— Start of Data provided —
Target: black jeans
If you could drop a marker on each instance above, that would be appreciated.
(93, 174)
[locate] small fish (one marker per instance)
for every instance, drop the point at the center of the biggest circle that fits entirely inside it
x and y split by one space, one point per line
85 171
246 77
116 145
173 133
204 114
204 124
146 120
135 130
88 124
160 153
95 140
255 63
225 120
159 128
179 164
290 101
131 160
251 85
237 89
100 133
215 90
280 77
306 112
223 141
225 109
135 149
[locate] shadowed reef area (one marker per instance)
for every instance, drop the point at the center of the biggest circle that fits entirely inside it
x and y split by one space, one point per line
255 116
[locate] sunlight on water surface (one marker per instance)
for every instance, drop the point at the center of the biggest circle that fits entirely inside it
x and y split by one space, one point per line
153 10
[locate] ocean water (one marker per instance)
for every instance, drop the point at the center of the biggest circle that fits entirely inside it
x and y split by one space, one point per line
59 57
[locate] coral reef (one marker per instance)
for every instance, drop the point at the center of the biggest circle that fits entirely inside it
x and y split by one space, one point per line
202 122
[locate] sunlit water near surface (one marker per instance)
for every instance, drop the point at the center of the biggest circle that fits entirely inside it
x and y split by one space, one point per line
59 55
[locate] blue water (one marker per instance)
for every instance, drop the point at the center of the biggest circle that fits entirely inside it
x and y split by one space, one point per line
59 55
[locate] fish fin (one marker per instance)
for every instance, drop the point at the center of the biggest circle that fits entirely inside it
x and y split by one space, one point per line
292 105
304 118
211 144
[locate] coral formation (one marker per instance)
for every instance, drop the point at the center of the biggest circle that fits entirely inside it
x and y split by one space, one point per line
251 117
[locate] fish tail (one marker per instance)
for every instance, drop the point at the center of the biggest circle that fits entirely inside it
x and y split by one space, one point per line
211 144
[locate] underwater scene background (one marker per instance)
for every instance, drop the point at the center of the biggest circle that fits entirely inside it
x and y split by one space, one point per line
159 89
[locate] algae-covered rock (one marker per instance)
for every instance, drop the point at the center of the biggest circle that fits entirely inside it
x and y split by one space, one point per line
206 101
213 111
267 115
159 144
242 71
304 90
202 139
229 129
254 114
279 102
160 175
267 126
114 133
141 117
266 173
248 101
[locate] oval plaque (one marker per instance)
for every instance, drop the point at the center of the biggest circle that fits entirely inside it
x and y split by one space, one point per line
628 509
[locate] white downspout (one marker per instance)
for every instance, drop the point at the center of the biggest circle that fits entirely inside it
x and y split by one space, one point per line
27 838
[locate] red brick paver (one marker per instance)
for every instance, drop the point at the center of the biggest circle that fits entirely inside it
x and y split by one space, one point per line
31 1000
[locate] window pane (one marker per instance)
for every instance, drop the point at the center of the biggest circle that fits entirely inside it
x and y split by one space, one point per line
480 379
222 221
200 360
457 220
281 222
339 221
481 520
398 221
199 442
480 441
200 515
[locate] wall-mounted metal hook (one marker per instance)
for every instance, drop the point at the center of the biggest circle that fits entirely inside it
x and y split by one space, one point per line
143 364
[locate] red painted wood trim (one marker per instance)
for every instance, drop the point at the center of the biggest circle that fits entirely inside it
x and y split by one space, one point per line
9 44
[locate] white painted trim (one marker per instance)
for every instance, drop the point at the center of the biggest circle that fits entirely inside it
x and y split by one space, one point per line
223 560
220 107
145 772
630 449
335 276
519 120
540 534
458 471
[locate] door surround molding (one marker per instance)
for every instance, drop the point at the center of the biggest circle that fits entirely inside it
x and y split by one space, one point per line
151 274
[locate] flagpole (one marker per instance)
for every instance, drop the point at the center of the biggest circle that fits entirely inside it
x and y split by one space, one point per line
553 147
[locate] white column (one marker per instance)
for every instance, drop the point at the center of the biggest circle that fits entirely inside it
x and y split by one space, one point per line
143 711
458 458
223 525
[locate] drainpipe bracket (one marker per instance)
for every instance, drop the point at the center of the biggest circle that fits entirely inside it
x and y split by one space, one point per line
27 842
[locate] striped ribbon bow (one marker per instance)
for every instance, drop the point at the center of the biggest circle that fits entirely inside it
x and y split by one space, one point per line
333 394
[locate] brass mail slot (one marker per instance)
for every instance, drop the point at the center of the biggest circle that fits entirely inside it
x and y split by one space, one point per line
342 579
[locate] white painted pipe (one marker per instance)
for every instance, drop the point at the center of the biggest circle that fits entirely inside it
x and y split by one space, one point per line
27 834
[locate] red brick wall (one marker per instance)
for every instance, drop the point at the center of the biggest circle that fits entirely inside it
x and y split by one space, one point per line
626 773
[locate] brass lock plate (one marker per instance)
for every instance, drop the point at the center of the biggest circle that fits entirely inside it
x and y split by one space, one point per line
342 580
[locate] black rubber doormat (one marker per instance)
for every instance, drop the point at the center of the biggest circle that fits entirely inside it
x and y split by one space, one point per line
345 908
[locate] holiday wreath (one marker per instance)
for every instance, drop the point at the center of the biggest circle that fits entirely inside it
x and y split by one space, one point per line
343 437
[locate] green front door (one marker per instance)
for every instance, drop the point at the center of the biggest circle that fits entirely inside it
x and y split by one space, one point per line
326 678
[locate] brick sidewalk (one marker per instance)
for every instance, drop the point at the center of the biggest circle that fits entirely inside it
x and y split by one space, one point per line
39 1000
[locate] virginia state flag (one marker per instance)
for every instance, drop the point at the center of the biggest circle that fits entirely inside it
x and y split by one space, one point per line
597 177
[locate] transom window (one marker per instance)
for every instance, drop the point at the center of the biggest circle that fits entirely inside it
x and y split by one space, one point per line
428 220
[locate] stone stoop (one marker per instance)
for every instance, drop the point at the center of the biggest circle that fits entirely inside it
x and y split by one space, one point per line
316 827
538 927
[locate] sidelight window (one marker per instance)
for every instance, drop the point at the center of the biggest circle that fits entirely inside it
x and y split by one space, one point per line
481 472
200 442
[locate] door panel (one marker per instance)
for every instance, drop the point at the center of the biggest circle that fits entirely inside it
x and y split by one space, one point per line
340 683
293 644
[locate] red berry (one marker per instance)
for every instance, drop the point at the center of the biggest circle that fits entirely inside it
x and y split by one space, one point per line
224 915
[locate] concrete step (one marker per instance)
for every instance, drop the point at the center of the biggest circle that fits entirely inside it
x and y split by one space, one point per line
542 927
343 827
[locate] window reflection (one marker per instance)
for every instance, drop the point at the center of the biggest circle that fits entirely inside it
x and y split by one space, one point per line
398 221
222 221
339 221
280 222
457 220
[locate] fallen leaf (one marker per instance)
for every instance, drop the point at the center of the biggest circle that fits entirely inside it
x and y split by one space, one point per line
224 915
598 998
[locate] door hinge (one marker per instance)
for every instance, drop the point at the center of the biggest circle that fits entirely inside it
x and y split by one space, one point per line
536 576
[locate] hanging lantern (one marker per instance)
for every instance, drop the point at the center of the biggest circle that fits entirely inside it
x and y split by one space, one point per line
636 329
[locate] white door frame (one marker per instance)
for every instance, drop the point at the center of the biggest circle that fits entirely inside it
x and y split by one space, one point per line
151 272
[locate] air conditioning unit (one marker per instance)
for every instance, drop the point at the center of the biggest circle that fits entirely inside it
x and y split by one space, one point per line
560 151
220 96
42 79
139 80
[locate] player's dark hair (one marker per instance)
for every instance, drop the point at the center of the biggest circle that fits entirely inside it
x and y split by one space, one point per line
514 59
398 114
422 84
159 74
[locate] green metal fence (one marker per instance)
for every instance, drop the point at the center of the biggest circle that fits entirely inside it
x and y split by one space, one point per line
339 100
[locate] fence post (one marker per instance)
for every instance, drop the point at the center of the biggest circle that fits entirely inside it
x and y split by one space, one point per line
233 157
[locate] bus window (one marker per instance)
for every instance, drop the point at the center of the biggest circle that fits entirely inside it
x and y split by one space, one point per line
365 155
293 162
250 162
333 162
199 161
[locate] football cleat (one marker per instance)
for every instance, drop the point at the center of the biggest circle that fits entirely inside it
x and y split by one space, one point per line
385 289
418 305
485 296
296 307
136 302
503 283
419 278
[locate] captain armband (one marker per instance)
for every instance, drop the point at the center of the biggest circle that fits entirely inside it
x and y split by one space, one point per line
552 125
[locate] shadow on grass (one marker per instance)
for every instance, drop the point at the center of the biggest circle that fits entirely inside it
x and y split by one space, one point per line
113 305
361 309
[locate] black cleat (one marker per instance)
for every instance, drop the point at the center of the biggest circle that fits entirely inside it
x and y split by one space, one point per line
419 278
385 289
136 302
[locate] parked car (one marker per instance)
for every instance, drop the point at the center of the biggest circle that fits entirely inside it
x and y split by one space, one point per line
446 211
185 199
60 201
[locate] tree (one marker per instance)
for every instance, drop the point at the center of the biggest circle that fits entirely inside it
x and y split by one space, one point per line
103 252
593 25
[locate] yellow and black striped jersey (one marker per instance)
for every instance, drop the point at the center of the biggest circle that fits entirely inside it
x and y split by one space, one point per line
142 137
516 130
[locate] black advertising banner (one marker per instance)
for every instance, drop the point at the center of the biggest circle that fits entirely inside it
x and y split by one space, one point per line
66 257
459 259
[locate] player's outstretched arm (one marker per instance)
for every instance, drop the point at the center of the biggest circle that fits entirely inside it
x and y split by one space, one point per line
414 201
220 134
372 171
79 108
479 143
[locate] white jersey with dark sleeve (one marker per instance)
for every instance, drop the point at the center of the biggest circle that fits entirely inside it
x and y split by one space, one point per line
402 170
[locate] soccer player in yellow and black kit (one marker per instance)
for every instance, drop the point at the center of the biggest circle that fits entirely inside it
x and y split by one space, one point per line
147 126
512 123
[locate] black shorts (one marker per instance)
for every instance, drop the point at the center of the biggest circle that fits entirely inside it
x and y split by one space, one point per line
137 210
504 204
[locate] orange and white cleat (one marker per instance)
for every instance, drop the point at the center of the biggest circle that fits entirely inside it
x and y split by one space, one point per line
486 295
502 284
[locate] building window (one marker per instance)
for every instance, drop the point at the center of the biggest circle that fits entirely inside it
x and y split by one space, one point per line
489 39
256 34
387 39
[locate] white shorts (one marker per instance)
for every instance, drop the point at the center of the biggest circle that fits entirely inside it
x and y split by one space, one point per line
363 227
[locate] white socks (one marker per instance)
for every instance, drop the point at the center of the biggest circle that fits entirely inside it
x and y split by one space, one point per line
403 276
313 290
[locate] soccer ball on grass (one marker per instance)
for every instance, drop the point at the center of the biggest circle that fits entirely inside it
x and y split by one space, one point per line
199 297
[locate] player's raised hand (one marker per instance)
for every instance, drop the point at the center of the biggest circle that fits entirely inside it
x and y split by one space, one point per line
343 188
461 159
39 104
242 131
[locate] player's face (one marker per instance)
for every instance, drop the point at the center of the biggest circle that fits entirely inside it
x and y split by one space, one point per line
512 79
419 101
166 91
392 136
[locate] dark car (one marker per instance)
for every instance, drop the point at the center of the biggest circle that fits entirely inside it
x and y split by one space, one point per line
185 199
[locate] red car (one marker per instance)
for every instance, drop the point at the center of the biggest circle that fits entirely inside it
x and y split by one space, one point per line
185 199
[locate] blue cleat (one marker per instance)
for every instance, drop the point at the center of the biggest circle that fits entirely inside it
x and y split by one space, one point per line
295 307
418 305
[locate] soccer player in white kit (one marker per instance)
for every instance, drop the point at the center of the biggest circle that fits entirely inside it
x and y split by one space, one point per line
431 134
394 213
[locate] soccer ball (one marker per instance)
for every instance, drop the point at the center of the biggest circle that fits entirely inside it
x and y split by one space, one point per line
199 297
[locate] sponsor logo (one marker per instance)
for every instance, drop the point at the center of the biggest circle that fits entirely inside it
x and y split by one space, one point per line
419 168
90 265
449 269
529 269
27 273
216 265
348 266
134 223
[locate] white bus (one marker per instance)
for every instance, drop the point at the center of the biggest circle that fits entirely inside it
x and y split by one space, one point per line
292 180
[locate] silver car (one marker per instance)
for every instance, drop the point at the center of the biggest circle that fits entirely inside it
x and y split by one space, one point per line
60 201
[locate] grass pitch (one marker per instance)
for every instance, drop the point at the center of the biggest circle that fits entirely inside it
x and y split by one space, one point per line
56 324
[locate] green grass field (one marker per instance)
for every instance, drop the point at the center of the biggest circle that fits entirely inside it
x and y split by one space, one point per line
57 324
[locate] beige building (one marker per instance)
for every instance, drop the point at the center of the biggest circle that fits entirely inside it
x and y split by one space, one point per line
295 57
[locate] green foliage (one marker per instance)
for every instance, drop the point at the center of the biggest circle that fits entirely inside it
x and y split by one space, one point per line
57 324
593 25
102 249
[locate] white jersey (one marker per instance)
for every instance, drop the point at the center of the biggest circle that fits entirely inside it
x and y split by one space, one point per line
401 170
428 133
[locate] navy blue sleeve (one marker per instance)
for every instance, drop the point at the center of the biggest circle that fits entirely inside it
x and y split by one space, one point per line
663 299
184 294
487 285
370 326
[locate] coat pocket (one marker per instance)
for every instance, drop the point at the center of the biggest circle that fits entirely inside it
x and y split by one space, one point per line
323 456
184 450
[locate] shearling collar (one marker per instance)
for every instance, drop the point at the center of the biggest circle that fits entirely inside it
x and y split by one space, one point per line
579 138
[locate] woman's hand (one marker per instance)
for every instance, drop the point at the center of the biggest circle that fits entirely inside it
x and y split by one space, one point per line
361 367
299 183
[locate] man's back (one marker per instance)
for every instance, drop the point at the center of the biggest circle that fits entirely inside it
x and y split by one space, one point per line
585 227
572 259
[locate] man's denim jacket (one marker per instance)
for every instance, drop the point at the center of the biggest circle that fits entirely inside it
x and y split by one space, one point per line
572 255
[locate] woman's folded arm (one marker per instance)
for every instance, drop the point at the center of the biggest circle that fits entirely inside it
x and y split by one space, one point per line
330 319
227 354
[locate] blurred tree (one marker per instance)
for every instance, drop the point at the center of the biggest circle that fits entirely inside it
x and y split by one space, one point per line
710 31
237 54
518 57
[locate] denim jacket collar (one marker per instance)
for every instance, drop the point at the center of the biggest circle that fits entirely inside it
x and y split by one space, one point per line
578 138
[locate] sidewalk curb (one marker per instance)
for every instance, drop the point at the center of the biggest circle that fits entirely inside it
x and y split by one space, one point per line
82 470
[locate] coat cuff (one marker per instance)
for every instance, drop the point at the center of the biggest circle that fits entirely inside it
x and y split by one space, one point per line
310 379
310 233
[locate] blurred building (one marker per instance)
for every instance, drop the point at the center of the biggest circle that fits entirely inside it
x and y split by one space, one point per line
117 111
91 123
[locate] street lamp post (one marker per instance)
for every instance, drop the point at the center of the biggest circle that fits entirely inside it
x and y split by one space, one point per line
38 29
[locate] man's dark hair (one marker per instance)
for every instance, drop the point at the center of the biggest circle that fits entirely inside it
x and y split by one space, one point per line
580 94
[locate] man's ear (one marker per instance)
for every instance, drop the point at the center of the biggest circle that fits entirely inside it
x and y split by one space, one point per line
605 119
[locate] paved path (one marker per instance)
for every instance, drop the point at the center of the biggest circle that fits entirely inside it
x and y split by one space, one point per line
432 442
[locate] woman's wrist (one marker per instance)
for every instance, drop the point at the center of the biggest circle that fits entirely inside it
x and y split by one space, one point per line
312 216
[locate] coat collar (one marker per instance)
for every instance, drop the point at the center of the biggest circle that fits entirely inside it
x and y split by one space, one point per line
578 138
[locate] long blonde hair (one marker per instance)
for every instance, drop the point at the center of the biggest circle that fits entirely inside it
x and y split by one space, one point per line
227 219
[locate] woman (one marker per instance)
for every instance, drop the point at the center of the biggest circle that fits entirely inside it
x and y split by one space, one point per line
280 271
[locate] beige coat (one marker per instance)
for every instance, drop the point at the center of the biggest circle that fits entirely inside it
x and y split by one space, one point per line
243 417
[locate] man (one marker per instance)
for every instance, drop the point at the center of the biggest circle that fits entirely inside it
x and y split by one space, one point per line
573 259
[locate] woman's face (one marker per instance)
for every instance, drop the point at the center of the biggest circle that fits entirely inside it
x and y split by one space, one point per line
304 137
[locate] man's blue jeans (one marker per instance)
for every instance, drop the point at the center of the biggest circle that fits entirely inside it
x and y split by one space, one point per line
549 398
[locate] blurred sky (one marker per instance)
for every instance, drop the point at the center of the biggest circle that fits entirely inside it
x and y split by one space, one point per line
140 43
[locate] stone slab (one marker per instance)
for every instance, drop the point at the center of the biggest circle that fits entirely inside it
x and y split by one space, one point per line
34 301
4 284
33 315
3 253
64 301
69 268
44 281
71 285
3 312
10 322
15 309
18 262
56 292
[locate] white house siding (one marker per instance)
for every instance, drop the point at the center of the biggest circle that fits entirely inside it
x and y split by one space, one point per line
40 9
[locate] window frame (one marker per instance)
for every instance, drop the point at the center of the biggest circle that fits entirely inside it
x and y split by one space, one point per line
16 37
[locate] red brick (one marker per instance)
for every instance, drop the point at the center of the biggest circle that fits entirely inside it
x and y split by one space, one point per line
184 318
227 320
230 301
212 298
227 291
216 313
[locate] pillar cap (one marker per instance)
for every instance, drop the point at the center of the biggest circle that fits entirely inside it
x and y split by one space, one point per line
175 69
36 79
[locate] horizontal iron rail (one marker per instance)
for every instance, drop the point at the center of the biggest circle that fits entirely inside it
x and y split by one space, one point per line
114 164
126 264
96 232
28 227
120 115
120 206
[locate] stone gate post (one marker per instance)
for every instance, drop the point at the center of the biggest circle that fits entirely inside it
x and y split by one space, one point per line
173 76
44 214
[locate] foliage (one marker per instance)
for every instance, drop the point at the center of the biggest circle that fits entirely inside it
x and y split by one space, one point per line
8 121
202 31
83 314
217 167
— End of Data provided —
* [What to work on] Beginning with the line that contains "[locate] foliage (one marker per instance)" and continuing through the end of the entries, swap "biggest" for "largest" and write those lines out again with nothing else changed.

* [Written solution]
[locate] foliage (one marker per instance)
for every instance, drop the point at the center of the largest circle that fits entirely inside it
x and y split by one space, one point per line
8 121
202 31
83 314
217 167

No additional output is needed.